Per quanto riguarda la carenza dei requisiti della straordinaria necessità ed urgenza segnalano: “Il problema principale segnalato dai giuspubblicisti e dai penalisti espressisi finora sul decreto sicurezza concerne la, supposta, ‘evidente mancanza’ dei presupposti di straordinaria necessità ed urgenza e, quindi, la violazione anche sotto tale profilo – ma più pregnante rispetto al precedente – dell’art. 77, comma secondo, Cost. Ciò per la semplice ragione che il decreto sicurezza si è posto come ‘veicolo celere della normativa recata” dal ddl sicurezza “che era stato oggetto di un lungo confronto parlamentare ed era giunto assai vicino all’approvazione in seconda lettura in Aula, senza che siano intervenuti fatti nuovi configurabili come casi straordinari di necessità ed urgenza ai sensi dell’art. 77 Cost”. Insomma, “sei lunghi mesi di esame del d.d.l. sicurezza al Senato (A.S. n. 1236) e sei alla Camera (A.C. N. 1660)” dimostrerebbero ‘meglio di ogni altro argomento l’assenza dei presupposti costituzionali di necessità ed urgenza, e sarebbe paradossale venissero addotti nella causa di un’urgenza che da essi deriva’”.

▬▬▬▬▬▬

ATTIVITÀ DA SVOLGERE ::
1. Secondo il testo sul decreto sicurezza, quale articolo della Costituzione risulterebbe violato?
2. Scrivi il seguito del testo sul decreto sicurezza, a partire dalla sua ultima frase.

ESTRATTO DEI DATI ::

▬▬▬▬▬▬

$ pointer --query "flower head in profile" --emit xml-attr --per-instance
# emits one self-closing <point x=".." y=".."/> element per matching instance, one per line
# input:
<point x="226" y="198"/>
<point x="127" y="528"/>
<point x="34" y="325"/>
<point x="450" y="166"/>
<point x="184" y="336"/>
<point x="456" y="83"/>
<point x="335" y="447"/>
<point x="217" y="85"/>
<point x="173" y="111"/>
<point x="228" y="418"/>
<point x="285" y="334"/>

▬▬▬▬▬▬

RISPOSTE PER ATTIVITÀ ::
1. L'art. 77, comma secondo, della Costituzione.

2.
E ancora “dal punto di vista delle finalità perseguite e, quindi, del contenuto, il provvedimento d’urgenza nasce eterogeneo, così come lo era l’originario d.d.l. sicurezza73 che ha interamente trasfuso: di qui l’ulteriore – denunciato – profilo della disomogeneità, vizio considerato ‘figura sintomatica’ dell’insussistenza dei presupposti giustificativi del provvedimento d’urgenza ex art.77 Cost. (ex multis Corte cost. n. 146 del 2024; Corte cost. n. 22 del 2022; Corte cost. n. 138del 2018; Corte cost. n. 244 del 2016).
Quanto ai contenuti, sono decine i profili di criticità o problematicità individuati. Sulle aggravanti, la Cassazione sottolinea come non sia chiaro per tutte le condotte punibili il nesso con il principio di offensività e che sia il rischio criminalizzazione eccessiva di alcune condotte nella manifestazione del dissenso o di alcuni gruppi. Non convincono nemmeno le norme su carceri e Cpr, detenute madri e sulla non punibilità degli agenti segreti a cui viene consentito di “creare gruppi eversivi da zero”.